§ ARTIKEL
* * * * *
Die Gräben gehen quer durch die Regierungen
In Deutschland dagegen ziehen sich Gräben quer durch Regierungen in Bund und Land. In Niedersachsen etwa, wo die rot-grüne Regierungskoalition die Klimaneutralität schon bis 2040 anpeilt, kämpft vor allem der grüne Umweltminister Christian Meyer gegen das Projekt. „Die Speicher sind voll, wir brauchen das Gas nicht“, sagt er. „Fossile Energien müssen im Boden bleiben.“

Meyer bangt zudem um das einzige Unesco-Weltnaturerbe, das Niedersachsen zu bieten hat: das Wattenmeer. Mit dem Welterbestatus seien Förderaktivitäten nicht vereinbar, hielt die Unesco bei einem Treffen in Delhi Ende Juli fest. Auch Projekte in der Nachbarschaft, wie etwa das von One-Dyas, blieben „eine große Sorge“. Verliere das Wattenmeer den Status als Weltnaturerbe, sei das für Niedersachsen ein harter Rückschlag, warnt Meyer. „Schließlich lockt auch das Touristen.“
Schon 2021 hatte die Vorgängerregierung in Hannover, eine Koalition aus SPD und CDU, sich gegen die Gasförderung in der Nordsee gestellt. Damals stand der Klimaschutz noch über der Sicherheit der Gasversorgung. Das änderte sich mit dem Überfall Russlands auf die Ukraine und dem Stopp russischer Gaslieferungen. Vor allem Niedersachsens Wirtschaftsminister Olaf Lies (SPD) ist offener für das Projekt als sein Umweltkollege Meyer. Ihm untersteht die Bergbaubehörde des Landes, die in Kürze darüber entscheiden soll, ob die Niederländer eine Bohrung Richtung Deutschland ablenken dürfen.
Die niedersächsische SPD zeigt nach Berlin
Doch wie gut der Draht von One-Dyas zu den Sozialdemokraten im Land ist, belegt ein Schreiben, das de Ruyter van Steveninck im Juli an die Landesregierung schickte. Darin lobte er die enge Zusammenarbeit mit Wirtschaftsminister Lies und Ministerpräsident Stephan Weil – um sich gleich anschließend über die niedersächsische Naturschutzbehörde zu beschweren, die dem Grünen Meyer untersteht. „Es scheint, wir stehen an einer Weggabelung“, warnte er in dem Schreiben und verwies auf die 300 Millionen Euro, die sein Unternehmen schon investiert habe. Das Wort „Schadenersatz“ erwähnte er nicht, aber es steht in Großbuchstaben zwischen den Zeilen.
* * * * *
§ BEREITGESTELLTES MATERIAL

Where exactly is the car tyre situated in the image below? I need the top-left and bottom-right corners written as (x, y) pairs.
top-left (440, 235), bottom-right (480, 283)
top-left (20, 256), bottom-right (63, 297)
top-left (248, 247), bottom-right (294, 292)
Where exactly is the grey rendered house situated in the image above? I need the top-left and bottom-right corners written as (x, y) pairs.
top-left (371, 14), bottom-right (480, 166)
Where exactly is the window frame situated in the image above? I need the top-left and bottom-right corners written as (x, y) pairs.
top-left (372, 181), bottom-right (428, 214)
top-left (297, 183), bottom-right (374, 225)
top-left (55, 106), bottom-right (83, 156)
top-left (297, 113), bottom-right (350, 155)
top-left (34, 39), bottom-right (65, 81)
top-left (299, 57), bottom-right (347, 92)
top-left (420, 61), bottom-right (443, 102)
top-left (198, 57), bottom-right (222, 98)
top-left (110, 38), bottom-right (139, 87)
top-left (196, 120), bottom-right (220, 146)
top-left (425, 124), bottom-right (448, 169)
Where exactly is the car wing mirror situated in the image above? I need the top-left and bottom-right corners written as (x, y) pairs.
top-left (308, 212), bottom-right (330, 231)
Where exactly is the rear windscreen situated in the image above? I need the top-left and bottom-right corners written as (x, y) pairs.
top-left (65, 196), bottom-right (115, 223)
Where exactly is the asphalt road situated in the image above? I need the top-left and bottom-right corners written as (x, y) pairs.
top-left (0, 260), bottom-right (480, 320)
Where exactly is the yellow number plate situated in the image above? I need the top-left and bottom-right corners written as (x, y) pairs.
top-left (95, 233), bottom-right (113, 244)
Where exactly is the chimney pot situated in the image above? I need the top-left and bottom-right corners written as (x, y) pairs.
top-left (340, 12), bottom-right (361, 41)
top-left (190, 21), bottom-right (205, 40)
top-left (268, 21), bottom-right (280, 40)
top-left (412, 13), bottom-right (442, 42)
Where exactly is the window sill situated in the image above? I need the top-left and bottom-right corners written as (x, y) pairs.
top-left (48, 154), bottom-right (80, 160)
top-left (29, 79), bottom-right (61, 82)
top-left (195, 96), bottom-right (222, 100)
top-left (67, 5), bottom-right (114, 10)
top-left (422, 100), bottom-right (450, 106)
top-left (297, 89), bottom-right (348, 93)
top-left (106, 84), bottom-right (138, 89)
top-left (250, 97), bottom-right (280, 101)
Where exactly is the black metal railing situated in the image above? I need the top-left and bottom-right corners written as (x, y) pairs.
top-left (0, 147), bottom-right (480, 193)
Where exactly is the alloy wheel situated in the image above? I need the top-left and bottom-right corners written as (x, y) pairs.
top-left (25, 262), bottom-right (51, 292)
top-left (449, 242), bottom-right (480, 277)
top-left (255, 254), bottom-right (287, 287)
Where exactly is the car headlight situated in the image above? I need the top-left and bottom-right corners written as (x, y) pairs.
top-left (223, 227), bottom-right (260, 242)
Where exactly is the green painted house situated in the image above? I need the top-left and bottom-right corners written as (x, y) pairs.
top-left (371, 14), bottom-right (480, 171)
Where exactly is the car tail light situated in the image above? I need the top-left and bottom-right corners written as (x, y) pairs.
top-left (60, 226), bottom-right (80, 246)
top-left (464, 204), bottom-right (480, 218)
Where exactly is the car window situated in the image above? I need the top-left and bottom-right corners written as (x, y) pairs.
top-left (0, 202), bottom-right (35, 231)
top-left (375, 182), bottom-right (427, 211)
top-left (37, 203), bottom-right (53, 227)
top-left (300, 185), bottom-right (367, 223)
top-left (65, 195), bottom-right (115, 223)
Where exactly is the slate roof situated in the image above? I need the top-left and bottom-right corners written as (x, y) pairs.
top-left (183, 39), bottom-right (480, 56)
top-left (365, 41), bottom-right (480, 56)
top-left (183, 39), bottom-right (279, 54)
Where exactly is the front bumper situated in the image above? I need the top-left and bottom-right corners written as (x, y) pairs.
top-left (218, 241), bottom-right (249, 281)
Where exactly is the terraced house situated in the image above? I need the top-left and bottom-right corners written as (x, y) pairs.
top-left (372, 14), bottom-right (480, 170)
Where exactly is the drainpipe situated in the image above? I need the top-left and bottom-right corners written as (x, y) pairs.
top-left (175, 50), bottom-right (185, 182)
* * * * *
§ ZU ERLEDIGEN
1 - Beantworten Sie anhand des Artikels folgende Fragen:
(a) Bis zu welchem Jahr strebt die rot-grüne Regierungskoalition in Niedersachsen die Klimaneutralität an?
(b) In welcher Stadt stellte die Unesco Ende Juli fest, dass Förderaktivitäten mit dem Welterbestatus nicht vereinbar seien?
(c) Welchen Betrag hat das Unternehmen laut dem Schreiben an die Landesregierung bereits investiert?
2 - Geben Sie den Abschnitt des Artikels von „Die niedersächsische SPD“ bis einschließlich „zwischen den Zeilen.“ wortgetreu wieder.
3 - Prüfen Sie, ob die folgenden Aussagen mit dem Artikel übereinstimmen, und antworten Sie jeweils mit Ja oder Nein samt den ausschlaggebenden Worten des Artikels als wörtlichem Zitat:
(a) Die Vorgängerregierung in Hannover war eine Koalition aus SPD und CDU.
(b) Das Wattenmeer ist eines von mehreren Unesco-Weltnaturerben in Niedersachsen.
(c) De Ruyter van Steveninck schickte sein Schreiben im Juli an die Landesregierung.
Maßgeblich ist allein der Artikel.

§ ERGEBNISSE
1 -
(a) 2040
(b) Delhi
(c) 300 Millionen Euro

2 -
Die niedersächsische SPD zeigt nach Berlin
Doch wie gut der Draht von One-Dyas zu den Sozialdemokraten im Land ist, belegt ein Schreiben, das de Ruyter van Steveninck im Juli an die Landesregierung schickte. Darin lobte er die enge Zusammenarbeit mit Wirtschaftsminister Lies und Ministerpräsident Stephan Weil – um sich gleich anschließend über die niedersächsische Naturschutzbehörde zu beschweren, die dem Grünen Meyer untersteht. „Es scheint, wir stehen an einer Weggabelung“, warnte er in dem Schreiben und verwies auf die 300 Millionen Euro, die sein Unternehmen schon investiert habe. Das Wort „Schadenersatz“ erwähnte er nicht, aber es steht in Großbuchstaben zwischen den Zeilen.

3 -
(a) Ja – „eine Koalition aus SPD und CDU“
(b) Nein – „das einzige Unesco-Weltnaturerbe, das Niedersachsen zu bieten hat“
(c) Ja – „ein Schreiben, das de Ruyter van Steveninck im Juli an die Landesregierung schickte“